★突撃潜入取材

 「その時私は、大型冷蔵庫の中に一目散に駆け込んだんだ。でも、逃げ遅れた仲間は…ドアのところで…カラシニコフ突撃銃で撃たれた。銃弾が体を突き抜ける嫌な音が、冷蔵庫の中にまで聞こえたよ。もう生きた心地がしなかった…」

 サハリンに赴任してまもない94年3月8日、北方領土の歯舞群島の一つ、水晶島で事件は起きた。水晶島は、根室の目の前にあるのだが、あろうことかロシア国境警備隊員同士が銃で殺し合いを繰り広げたのだ。日頃のいじめに耐えかねた2人の隊員が、銃を乱射し、6人を殺し、7人も重軽傷を負わせるという悲惨な結末だった。

 冒頭の話は、足を撃たれながら辛くも逃げ延びたニコライ・コーピロフという隊員の証言だ。

 第一報をキャッチした時点では、事件のあらましをつかむのがやっとだった。しかし、生き延びた隊員の証言で、おどろおどろしいまでの実状が浮き彫りとなった。

 悲惨な事件は8日の朝、突然なんの前触れもなく起きた。

 ボグダシンという上級軍曹ら2人が、警備隊長の留守を狙って倉庫を襲撃した。その中から奪った弾帯を、ハリウッド映画の主人公、ランボーのように体にまきつけると突然、カラシニコフ突撃銃を仲間の隊員めがけて乱射した。

 ほとんど抵抗もできないまま、次々に倒れていく隊員。乾いた銃の発射音と悲鳴、放火されて燃え上がる倉庫。さらに偶然近くを通りかかって銃の乱射を受けたヘリコプターまでもが墜落、炎上し、まさに地獄絵図のようなありさまとなった。

 やがて駆けつけた特殊部隊と交戦した後に、反乱兵の2人は逮捕された。その時、ボグダシン上級軍曹は「4人殺してやった」と、笑いながら「戦果」を誇示していた。コーピロフ隊員は「普段はとっても仲が良かった。こんなことをするとは思えなかった」と、犯行の異常さを訴えていた。

 麻薬による幻想が引き金になった−などと、色々な動機説が飛び交った。しかし、原因は意外なことだった。太平洋国境警備隊管区司令部の調査によると、古参警備隊員のいじめが原因という。

 小さな島では、娯楽も乏しく、隊員たちは何年も鬱屈とした心境のまま、顔をつきあわせて暮らさなければならない。心のゆがみがどこかに生じたのだろう。

 古参の警備隊員は、皮のベルトで殴ったり、重たいブーツを履いて体操させたり、テーブルの上をジャンプさせたり、さまざまな嫌がらせをしてそれを満足そうに見ていたという。

════════════════════

**設問一覧**:
[1] 課題文によると、太平洋国境警備隊管区司令部の調査では、事件の原因は何とされていますか。また、小さな島での隊員の暮らしについて、心のゆがみが生じた背景としてどのような事情が述べられているかも説明しなさい。
[2] 課題文で、水晶島の事件が起きた日付はいつと書かれていますか。

**記録データ**:
════════════════════

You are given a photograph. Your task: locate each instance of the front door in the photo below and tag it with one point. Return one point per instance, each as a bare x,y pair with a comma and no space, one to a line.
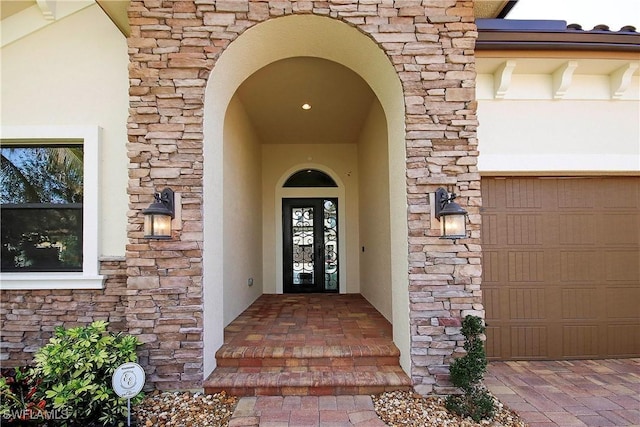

════════════════════

**設問の解答**:
[1] 調査では、古参警備隊員によるいじめが原因とされています。小さな島では娯楽が乏しく、隊員たちは何年も鬱屈とした心境のまま顔をつきあわせて暮らさなければならないため、心のゆがみが生じたのだろうと述べられています。

[2] 94年3月8日です。